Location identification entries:
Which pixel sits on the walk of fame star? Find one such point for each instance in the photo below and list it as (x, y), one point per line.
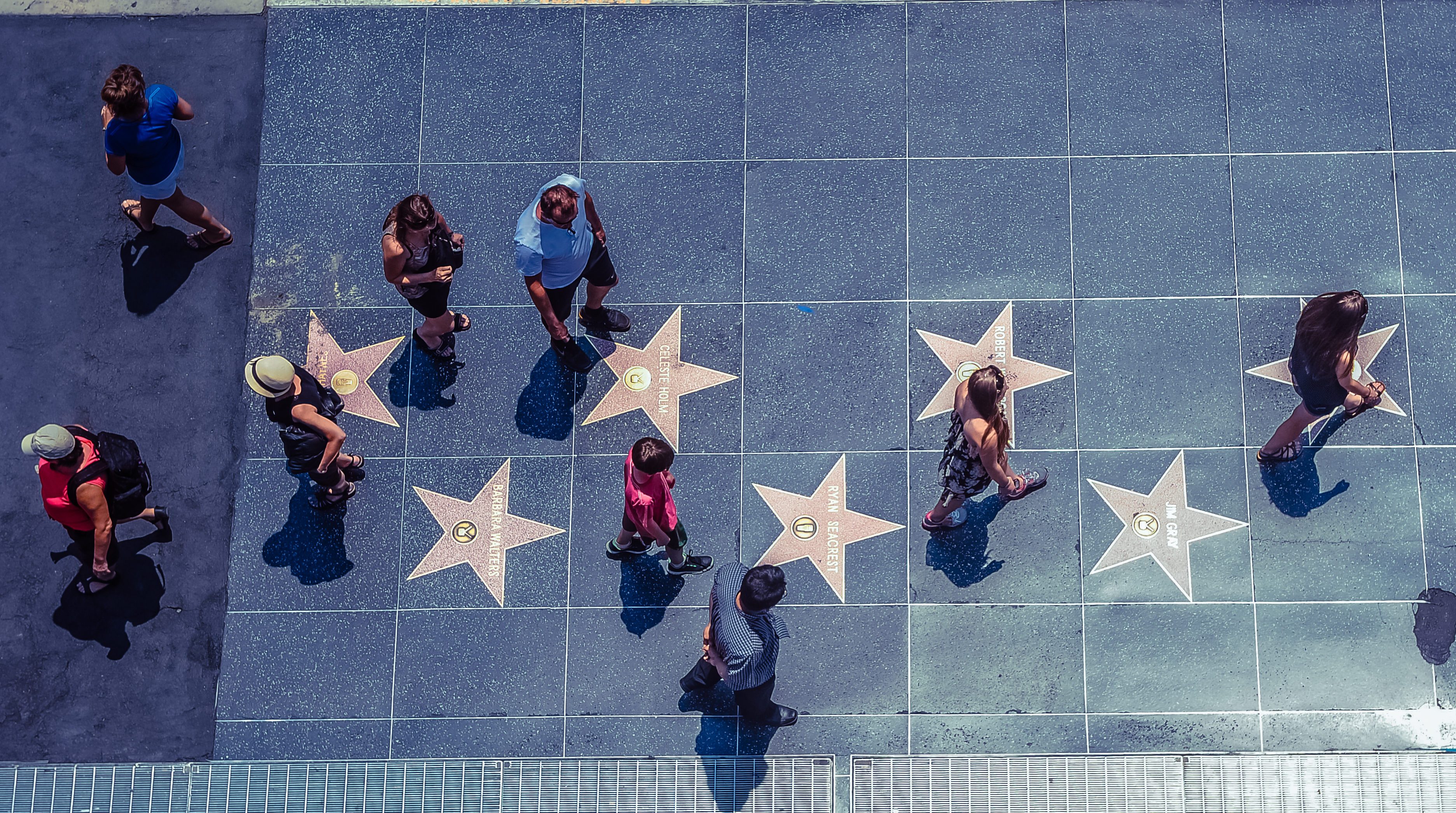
(995, 347)
(1159, 525)
(479, 532)
(819, 526)
(1369, 347)
(653, 379)
(348, 374)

• _TASK OBJECTIVE_
Please turn the data above into a two-column CSV with the headers input and output, putting each text and its answer on one row and covering all of the data. Quote every field, replace line breaks with spaces, and leave out the pictures.

• _FINAL ANSWER_
input,output
"Which pixel sits on the walk of fame star? Find one such point for each instance in the photo below and list it as (x, y), one point per line.","(995, 347) (1159, 525) (479, 532) (819, 526) (1369, 347) (653, 379) (348, 374)"